Supplied entries: Begin

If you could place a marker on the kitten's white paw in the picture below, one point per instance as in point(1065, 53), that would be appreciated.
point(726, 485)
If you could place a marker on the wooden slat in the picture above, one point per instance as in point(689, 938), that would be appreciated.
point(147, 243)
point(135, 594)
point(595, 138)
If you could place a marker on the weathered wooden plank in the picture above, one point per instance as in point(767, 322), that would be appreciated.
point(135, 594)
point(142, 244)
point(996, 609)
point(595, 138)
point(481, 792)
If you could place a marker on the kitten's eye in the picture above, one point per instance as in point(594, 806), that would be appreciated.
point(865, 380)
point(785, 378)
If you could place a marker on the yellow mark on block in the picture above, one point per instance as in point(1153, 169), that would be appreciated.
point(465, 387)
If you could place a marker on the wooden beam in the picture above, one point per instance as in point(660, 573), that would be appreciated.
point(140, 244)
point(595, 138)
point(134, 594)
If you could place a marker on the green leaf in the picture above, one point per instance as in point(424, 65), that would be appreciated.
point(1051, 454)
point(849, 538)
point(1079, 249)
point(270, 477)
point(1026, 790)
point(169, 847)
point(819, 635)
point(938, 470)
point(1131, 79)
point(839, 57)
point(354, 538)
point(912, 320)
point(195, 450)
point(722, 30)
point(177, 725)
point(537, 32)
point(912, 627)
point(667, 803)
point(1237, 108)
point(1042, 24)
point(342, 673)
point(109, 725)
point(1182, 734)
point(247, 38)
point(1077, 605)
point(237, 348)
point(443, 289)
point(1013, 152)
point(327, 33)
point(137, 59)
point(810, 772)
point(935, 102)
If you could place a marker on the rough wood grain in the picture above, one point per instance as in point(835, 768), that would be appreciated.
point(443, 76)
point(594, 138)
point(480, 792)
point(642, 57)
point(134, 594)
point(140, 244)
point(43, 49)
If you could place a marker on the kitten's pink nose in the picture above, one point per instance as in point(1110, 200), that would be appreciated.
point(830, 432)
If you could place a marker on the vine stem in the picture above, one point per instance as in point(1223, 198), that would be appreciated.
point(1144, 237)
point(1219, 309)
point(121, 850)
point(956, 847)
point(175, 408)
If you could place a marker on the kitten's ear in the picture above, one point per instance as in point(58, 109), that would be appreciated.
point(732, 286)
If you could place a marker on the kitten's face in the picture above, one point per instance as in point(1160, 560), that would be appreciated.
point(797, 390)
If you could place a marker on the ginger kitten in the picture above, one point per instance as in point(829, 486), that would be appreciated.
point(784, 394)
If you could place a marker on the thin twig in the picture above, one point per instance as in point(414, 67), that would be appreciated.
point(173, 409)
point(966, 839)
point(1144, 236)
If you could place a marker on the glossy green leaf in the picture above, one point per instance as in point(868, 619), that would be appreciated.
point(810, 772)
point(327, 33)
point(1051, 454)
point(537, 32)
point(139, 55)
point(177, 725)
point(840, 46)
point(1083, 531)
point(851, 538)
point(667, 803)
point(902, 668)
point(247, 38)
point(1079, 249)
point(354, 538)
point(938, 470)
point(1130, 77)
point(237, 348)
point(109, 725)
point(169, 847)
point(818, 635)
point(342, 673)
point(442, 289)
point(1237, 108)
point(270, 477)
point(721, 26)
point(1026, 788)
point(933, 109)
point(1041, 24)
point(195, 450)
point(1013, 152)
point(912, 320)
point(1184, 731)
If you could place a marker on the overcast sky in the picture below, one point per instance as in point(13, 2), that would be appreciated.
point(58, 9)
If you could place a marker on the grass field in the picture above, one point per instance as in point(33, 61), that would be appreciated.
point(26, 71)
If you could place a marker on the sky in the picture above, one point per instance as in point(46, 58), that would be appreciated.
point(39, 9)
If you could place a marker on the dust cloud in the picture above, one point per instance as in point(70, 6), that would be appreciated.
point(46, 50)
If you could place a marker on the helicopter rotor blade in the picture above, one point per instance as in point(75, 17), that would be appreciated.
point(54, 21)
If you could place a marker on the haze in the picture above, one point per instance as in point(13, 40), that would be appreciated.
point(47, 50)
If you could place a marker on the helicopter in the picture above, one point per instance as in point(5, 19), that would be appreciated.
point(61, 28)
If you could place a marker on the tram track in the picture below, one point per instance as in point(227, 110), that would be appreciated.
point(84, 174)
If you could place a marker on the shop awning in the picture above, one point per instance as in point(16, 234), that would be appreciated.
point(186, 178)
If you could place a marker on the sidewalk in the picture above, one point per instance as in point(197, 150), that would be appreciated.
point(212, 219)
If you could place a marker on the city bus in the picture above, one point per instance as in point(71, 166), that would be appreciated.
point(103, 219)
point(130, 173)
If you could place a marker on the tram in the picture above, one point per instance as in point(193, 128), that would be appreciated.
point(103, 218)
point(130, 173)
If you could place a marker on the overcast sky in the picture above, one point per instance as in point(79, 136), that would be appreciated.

Supplied entries: End

_Instructions to follow_
Output every entry exactly as given.

_Exercise answer_
If you could place a marker on the kitten's white paw in the picture below, one point per instance as in point(1065, 53), that would be appreciated.
point(726, 485)
If you could place a marker on the wooden slat in the picture above, one point per instance as in point(689, 938), that would be appreciated.
point(147, 243)
point(135, 594)
point(595, 138)
If you could place a marker on the weathered wooden plank in the picture above, one point per instance as in point(767, 322), that would be appreciated.
point(135, 594)
point(142, 244)
point(996, 609)
point(595, 138)
point(481, 792)
If you could place a marker on the kitten's eye in the picture above, one point per instance as in point(594, 806), that would be appreciated.
point(865, 380)
point(785, 378)
If you could place a marker on the yellow mark on block in the picture above, one point per instance as in point(1153, 169), that would be appreciated.
point(465, 387)
If you could place a marker on the wooden beam in the picture above, one point per instance as in point(660, 573), that would be appreciated.
point(140, 244)
point(595, 138)
point(134, 594)
If you could place a marker on the green leaf in the picture above, one point per instance as in point(424, 65), that would be appreciated.
point(1051, 454)
point(849, 538)
point(1079, 249)
point(270, 477)
point(1026, 790)
point(169, 847)
point(819, 635)
point(938, 470)
point(1131, 79)
point(839, 57)
point(354, 538)
point(912, 320)
point(195, 450)
point(722, 30)
point(177, 725)
point(537, 32)
point(912, 627)
point(667, 803)
point(1237, 108)
point(1042, 24)
point(342, 673)
point(109, 725)
point(1182, 734)
point(247, 38)
point(1077, 605)
point(237, 348)
point(443, 289)
point(1013, 152)
point(327, 33)
point(137, 59)
point(810, 772)
point(935, 102)
If you could place a marker on the rough wood grain in the picture above, one point per instance as in point(835, 768), that would be appreciated.
point(443, 76)
point(594, 138)
point(480, 792)
point(642, 57)
point(134, 594)
point(140, 244)
point(43, 49)
If you could place a marker on the kitten's pink nose in the picture above, one point per instance as in point(1110, 200), that would be appreciated.
point(830, 432)
If you could place a marker on the vine stem in the picture above, one point per instance as in point(1223, 198), that would be appreciated.
point(1144, 237)
point(1219, 309)
point(121, 850)
point(956, 847)
point(175, 408)
If you could place a marker on the kitten's ear in the picture above, one point per instance as in point(58, 109), that would be appreciated.
point(732, 286)
If you could place a marker on the kitten's face in the picture above, one point per instance as in point(1160, 560), that would be appreciated.
point(797, 390)
If you could place a marker on the ginger kitten in the picture above, one point per instance as in point(829, 486), that would be appreciated.
point(784, 394)
If you could place a marker on the thin twig in the picture above, one point per instance as in point(414, 67), that would be appreciated.
point(173, 409)
point(966, 839)
point(1144, 236)
If you could place a marker on the glossy green leaf in the picture above, one point per instance as in point(868, 619), that would be appreciated.
point(810, 772)
point(327, 33)
point(1051, 454)
point(537, 32)
point(139, 55)
point(177, 725)
point(840, 46)
point(1083, 531)
point(851, 538)
point(667, 803)
point(902, 668)
point(247, 38)
point(1079, 249)
point(354, 538)
point(938, 470)
point(1130, 77)
point(237, 348)
point(109, 725)
point(169, 847)
point(818, 635)
point(342, 673)
point(442, 289)
point(1237, 108)
point(270, 477)
point(721, 26)
point(1026, 788)
point(933, 109)
point(1041, 24)
point(195, 450)
point(1013, 152)
point(912, 320)
point(1184, 731)
If you could place a marker on the overcast sky in the picture below, one point per instance as in point(13, 2), that would be appreciated.
point(58, 9)
If you could place a marker on the grass field in the picture above, one point per instance as in point(33, 61), that would be appreciated.
point(26, 71)
If you could place a marker on the sky in the picture above, one point per instance as in point(46, 58), that would be appreciated.
point(39, 9)
If you could place a marker on the dust cloud in the picture above, one point per instance as in point(70, 6), that would be appreciated.
point(46, 50)
If you could place a marker on the helicopter rotor blade in the picture above, one point per instance as in point(75, 17), that would be appreciated.
point(54, 21)
If you could place a marker on the haze in the picture above, one point per instance as in point(13, 40), that would be appreciated.
point(47, 50)
If you could place a marker on the helicopter in the picture above, one point per instance as in point(5, 19), that would be appreciated.
point(61, 28)
If you could place a marker on the tram track in the picture below, one point per instance as in point(227, 110), that would be appreciated.
point(84, 174)
If you could place a marker on the shop awning in the picture above, one point per instance as in point(16, 234), that would be appreciated.
point(186, 178)
If you could place a marker on the sidewalk in the picture above, one point per instance as in point(197, 150), that would be appreciated.
point(212, 219)
If you could place a marker on the city bus in the picture above, one point per instance as in point(71, 166), that would be appreciated.
point(103, 219)
point(130, 173)
If you could place a marker on the tram in the picture above, one point per instance as in point(193, 128), that would be appreciated.
point(103, 218)
point(130, 173)
If you could place a marker on the overcast sky in the picture above, one point per instance as in point(79, 136), that would be appreciated.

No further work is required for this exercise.